→ **Exercise brief**:
Set down only what runs from the line containing "sidewalk and give integer pixel coordinates." through the last line of the data, exactly as it reads.

→ **Source data**:
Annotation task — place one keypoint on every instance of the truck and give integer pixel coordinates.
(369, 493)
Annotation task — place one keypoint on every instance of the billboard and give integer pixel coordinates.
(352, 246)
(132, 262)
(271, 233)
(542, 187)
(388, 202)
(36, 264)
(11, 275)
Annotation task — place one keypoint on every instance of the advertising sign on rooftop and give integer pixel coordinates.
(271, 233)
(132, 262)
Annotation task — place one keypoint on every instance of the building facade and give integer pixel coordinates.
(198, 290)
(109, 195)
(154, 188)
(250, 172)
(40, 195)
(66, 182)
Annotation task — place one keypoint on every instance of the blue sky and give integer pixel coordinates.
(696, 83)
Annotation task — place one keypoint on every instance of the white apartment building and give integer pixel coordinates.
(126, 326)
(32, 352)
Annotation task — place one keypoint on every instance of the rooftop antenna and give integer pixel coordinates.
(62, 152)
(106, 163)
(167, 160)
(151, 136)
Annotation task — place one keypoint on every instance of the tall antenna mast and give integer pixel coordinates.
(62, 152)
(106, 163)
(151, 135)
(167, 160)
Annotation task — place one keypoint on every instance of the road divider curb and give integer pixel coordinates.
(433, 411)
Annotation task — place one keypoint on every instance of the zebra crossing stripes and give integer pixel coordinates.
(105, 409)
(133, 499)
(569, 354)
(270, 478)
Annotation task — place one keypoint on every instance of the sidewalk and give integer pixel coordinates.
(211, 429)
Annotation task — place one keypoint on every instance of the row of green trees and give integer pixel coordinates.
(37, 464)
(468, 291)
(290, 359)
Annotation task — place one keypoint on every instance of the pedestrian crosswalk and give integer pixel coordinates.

→ **Result of the task**:
Annotation task — place one keypoint on every instance of the sidewalk and give integer pixel coordinates.
(211, 429)
Annotation task — place one keypoint on every instance of the row of green trees and give integer pixel coordinates.
(37, 464)
(468, 291)
(290, 359)
Annotation task — place one keypoint on every instance of the pedestrian crosswalk and give integer pixel coordinates.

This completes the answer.